▶ [Источник]:
___

Таким образом, поиск компромиссов смешивался с заданными штампами в идеологии колонизации, предписывающей не совершать никаких действий, которые могли быть расценены «туземцами» как слабость.

По крайней мере более или менее компромиссные положения, закрепляющие наличие трех форм суда в Туркестане (в том числе у казахов и киргизов), обрели вид закона в 1886 году, как приложение к общему документу «Положение об управлении Туркестанским краем» («Положение о народном суде»). Судя по опубликованным здесь документам, в «Положение» неоднократно предлагалось внести поправки, поскольку в большинстве случаев, когда приходилось приводить в соответствие разные формы судебных решений, и особенно в соответствие с административными решениями, возникала долгая переписка, которая не всегда находила решения. Поэтому вопрос о «законодательной унификации» всегда оставался актуальным.

Серьезные поправки в него предложено было внести в 1898 году под влиянием Андижанского восстания, которое обострило все имеющиеся проблемы взаимной адаптации. Как видно из публикуемых документов, почти все колониальные чиновники пришли к выводу, что «компетенция народного суда в Туркестанском крае достигает очень больших размеров» и что «широкая юрисдикция, предоставленная этому суду, вредна не только для русских интересов в крае, но и для самого туземного населения». Такого рода аргументов, призванных обосновать актуальность реформации и даже упразднения народных судов, в публикуемых документах можно найти с избытком. Однако большинство чиновников (особенно юристов) приходили к выводу, что, во-первых, следует упразднить положение о выборности народных судей, передав право их назначения местной администрации (либо ввести в их состав русских чиновников с правом решающего голоса) и параллельно ограничить юрисдикцию местных судов бытовыми делами. Во-вторых, предлагалось изъять из юрисдикции народных судов ряд дел, которые в имперских законах квалифицировались как уголовные (в том числе дела по сексуальному насилию, по фактам детской и подростковой содомии). В-третьих, предлагалось приступить «к постепенному упразднению народных судов» как «вредных государственному делу и закону». Из этого видно, что большинство чиновников признавали правовой плюрализм вредным для имперской власти, а в отдельных документах рассматривали его как одну из причин Андижанского восстания[245].

___

▶ [Задача 1]: Перенесите в таблицу Markdown строки данных, начиная с самой первой и заканчивая строкой с «(1074, 313)», пропустив пустые. Столбцы назовите «№» и «Строка».
Текст и строки данных никак не связаны между собой.

___

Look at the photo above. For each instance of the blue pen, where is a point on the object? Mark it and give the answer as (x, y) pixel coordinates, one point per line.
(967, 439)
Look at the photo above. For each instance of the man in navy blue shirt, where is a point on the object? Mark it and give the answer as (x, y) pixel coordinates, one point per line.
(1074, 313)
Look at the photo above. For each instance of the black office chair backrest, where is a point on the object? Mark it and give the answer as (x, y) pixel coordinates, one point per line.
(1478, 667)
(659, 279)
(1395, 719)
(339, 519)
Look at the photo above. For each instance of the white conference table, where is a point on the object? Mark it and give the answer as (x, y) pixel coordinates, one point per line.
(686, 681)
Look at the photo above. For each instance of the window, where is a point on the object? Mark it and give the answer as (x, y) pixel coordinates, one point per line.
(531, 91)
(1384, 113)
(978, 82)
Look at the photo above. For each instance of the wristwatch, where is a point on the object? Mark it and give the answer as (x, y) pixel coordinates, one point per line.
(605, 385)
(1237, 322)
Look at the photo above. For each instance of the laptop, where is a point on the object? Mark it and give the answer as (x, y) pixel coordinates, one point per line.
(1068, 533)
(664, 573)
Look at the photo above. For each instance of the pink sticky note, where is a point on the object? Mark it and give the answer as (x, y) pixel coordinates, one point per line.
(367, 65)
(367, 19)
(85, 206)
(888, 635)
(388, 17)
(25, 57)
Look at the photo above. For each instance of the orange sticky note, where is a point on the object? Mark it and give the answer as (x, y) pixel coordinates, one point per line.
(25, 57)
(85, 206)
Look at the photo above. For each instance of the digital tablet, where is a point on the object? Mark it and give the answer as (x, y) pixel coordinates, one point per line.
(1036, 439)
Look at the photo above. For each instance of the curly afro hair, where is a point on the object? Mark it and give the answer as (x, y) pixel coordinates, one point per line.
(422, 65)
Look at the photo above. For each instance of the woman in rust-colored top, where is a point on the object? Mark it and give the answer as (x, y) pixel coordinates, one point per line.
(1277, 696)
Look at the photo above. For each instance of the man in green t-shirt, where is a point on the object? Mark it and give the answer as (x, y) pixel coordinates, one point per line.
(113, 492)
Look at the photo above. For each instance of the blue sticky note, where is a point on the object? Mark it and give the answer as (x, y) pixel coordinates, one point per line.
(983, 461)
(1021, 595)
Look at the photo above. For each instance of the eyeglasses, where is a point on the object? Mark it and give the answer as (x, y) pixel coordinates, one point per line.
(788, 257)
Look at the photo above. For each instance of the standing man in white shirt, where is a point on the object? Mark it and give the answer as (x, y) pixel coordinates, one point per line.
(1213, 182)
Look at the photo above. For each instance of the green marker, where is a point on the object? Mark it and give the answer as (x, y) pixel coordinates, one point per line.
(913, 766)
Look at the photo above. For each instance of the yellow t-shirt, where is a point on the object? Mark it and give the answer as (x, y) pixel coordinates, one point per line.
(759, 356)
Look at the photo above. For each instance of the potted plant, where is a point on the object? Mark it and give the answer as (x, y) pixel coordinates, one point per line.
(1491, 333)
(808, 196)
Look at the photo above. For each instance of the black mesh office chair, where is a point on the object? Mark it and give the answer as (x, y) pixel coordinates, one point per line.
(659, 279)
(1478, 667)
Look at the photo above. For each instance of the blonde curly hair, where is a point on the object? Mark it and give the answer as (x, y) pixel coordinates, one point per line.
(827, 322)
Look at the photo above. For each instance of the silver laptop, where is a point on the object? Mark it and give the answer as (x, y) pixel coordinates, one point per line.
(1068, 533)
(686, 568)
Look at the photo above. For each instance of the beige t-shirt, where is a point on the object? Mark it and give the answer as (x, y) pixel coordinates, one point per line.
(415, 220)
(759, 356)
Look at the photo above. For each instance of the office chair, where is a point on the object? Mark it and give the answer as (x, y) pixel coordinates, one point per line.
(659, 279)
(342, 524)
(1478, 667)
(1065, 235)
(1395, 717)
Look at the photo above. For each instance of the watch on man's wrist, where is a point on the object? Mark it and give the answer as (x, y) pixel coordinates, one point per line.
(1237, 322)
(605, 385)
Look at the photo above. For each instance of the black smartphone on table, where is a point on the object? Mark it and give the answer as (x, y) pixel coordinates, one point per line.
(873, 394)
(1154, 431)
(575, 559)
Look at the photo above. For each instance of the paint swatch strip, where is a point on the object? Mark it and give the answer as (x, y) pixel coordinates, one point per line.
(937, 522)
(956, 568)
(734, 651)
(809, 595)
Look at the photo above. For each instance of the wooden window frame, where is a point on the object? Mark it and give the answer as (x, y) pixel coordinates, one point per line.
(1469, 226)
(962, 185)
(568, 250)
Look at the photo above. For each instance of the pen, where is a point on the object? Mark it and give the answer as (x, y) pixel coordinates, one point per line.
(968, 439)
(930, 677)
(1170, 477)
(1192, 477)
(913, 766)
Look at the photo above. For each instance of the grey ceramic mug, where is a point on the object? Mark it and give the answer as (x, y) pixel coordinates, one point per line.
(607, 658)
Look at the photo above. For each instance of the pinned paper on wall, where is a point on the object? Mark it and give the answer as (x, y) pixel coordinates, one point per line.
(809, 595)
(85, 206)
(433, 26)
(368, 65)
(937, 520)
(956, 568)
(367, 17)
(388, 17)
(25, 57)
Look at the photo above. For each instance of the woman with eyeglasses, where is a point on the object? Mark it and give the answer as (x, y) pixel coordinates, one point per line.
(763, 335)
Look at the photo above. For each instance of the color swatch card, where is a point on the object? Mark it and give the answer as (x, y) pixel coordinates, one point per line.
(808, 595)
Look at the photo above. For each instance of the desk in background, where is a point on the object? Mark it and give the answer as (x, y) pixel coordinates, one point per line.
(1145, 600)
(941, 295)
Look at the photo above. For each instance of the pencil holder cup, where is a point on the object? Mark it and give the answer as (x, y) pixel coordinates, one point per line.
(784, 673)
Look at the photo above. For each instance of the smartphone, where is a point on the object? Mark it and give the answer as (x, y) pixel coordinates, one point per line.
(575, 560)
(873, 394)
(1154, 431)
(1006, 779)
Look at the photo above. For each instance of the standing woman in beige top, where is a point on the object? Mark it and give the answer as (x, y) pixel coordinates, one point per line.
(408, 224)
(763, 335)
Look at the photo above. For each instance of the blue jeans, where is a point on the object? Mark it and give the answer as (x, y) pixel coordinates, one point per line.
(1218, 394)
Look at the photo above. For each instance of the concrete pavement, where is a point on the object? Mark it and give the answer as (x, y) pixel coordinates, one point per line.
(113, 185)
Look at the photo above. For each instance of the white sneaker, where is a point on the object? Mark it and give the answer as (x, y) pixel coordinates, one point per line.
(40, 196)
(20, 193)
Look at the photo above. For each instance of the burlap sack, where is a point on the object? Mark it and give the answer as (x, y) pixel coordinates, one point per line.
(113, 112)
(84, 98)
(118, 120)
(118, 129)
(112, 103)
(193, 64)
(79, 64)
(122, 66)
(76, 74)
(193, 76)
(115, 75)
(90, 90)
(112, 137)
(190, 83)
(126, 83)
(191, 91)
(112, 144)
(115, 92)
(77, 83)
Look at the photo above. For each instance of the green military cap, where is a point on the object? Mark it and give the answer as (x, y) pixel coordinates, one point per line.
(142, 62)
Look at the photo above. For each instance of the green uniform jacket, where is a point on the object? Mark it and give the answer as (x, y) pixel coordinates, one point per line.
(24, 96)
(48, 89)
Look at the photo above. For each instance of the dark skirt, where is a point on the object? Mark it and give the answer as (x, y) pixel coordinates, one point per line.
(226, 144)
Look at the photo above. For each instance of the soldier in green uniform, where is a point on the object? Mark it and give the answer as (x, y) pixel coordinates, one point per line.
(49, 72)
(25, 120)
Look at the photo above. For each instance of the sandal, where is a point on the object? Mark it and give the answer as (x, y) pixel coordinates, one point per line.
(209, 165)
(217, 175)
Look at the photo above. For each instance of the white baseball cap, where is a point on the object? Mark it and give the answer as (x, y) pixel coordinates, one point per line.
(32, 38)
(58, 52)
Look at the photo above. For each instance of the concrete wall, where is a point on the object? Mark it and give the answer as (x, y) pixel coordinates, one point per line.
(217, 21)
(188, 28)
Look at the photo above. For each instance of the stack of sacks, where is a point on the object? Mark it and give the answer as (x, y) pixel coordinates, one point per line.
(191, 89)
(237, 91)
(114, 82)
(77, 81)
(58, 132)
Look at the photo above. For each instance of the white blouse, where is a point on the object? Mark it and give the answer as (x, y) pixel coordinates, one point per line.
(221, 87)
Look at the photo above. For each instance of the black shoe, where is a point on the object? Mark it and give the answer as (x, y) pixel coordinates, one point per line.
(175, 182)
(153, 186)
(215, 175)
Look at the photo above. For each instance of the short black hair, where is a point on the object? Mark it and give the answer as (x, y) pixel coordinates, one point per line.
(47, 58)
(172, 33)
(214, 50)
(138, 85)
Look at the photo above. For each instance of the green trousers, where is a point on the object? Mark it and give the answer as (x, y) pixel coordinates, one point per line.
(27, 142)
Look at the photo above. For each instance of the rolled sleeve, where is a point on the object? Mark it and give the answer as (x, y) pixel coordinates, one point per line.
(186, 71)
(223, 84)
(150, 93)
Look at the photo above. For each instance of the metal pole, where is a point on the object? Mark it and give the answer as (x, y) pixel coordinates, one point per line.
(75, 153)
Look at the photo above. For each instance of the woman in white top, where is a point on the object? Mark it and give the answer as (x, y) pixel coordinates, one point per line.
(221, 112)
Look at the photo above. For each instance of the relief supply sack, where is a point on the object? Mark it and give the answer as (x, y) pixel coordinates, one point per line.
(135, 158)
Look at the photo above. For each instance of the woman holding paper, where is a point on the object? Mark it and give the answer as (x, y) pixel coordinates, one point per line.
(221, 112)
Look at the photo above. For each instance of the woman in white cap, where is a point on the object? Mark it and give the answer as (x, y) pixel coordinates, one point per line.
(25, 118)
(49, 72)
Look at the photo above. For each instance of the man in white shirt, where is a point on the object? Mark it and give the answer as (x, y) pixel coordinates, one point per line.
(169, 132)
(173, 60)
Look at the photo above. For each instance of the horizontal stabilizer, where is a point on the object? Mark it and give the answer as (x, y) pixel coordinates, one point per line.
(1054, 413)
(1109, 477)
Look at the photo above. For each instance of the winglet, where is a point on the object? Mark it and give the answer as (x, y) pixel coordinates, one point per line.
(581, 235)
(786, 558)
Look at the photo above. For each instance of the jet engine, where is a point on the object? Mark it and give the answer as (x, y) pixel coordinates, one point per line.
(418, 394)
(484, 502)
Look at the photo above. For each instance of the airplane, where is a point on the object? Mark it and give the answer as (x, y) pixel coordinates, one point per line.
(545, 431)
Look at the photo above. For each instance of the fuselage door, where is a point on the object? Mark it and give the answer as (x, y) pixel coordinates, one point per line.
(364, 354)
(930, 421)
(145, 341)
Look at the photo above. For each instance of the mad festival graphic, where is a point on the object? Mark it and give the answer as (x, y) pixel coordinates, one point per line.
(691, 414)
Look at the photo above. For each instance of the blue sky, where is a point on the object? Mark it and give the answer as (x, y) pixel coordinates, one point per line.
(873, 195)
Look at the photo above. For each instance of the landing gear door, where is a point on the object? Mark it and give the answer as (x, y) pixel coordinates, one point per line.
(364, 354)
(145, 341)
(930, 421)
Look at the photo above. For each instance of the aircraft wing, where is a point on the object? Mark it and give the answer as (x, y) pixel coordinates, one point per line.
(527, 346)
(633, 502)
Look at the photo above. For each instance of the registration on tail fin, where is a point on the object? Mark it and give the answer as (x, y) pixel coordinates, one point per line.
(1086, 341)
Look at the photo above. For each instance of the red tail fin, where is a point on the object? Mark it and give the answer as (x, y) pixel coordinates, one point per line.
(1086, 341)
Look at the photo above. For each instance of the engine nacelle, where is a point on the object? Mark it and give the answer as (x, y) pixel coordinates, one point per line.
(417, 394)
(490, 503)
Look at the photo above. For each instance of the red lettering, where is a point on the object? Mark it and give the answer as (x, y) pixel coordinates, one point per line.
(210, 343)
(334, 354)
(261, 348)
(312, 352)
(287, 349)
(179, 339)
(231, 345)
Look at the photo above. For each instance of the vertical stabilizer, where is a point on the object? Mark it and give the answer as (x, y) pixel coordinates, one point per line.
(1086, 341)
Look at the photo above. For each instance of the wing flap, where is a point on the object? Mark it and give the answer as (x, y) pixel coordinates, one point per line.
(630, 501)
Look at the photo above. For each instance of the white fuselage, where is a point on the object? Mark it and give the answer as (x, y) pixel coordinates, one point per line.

___

▶ [Задача 2]: Продублируйте слово в слово весь текст о народном суде в Туркестанском крае.

▶ [Ожидаемый ответ 1]:
| № | Строка |
|---|---|
| 1 | Look at the photo above. For each instance of the blue pen, where is a point on the object? Mark it and give the answer as (x, y) pixel coordinates, one point per line. |
| 2 | (967, 439) |
| 3 | Look at the photo above. For each instance of the man in navy blue shirt, where is a point on the object? Mark it and give the answer as (x, y) pixel coordinates, one point per line. |
| 4 | (1074, 313) |

▶ [Ожидаемый ответ 2]:
Таким образом, поиск компромиссов смешивался с заданными штампами в идеологии колонизации, предписывающей не совершать никаких действий, которые могли быть расценены «туземцами» как слабость.

По крайней мере более или менее компромиссные положения, закрепляющие наличие трех форм суда в Туркестане (в том числе у казахов и киргизов), обрели вид закона в 1886 году, как приложение к общему документу «Положение об управлении Туркестанским краем» («Положение о народном суде»). Судя по опубликованным здесь документам, в «Положение» неоднократно предлагалось внести поправки, поскольку в большинстве случаев, когда приходилось приводить в соответствие разные формы судебных решений, и особенно в соответствие с административными решениями, возникала долгая переписка, которая не всегда находила решения. Поэтому вопрос о «законодательной унификации» всегда оставался актуальным.

Серьезные поправки в него предложено было внести в 1898 году под влиянием Андижанского восстания, которое обострило все имеющиеся проблемы взаимной адаптации. Как видно из публикуемых документов, почти все колониальные чиновники пришли к выводу, что «компетенция народного суда в Туркестанском крае достигает очень больших размеров» и что «широкая юрисдикция, предоставленная этому суду, вредна не только для русских интересов в крае, но и для самого туземного населения». Такого рода аргументов, призванных обосновать актуальность реформации и даже упразднения народных судов, в публикуемых документах можно найти с избытком. Однако большинство чиновников (особенно юристов) приходили к выводу, что, во-первых, следует упразднить положение о выборности народных судей, передав право их назначения местной администрации (либо ввести в их состав русских чиновников с правом решающего голоса) и параллельно ограничить юрисдикцию местных судов бытовыми делами. Во-вторых, предлагалось изъять из юрисдикции народных судов ряд дел, которые в имперских законах квалифицировались как уголовные (в том числе дела по сексуальному насилию, по фактам детской и подростковой содомии). В-третьих, предлагалось приступить «к постепенному упразднению народных судов» как «вредных государственному делу и закону». Из этого видно, что большинство чиновников признавали правовой плюрализм вредным для имперской власти, а в отдельных документах рассматривали его как одну из причин Андижанского восстания[245].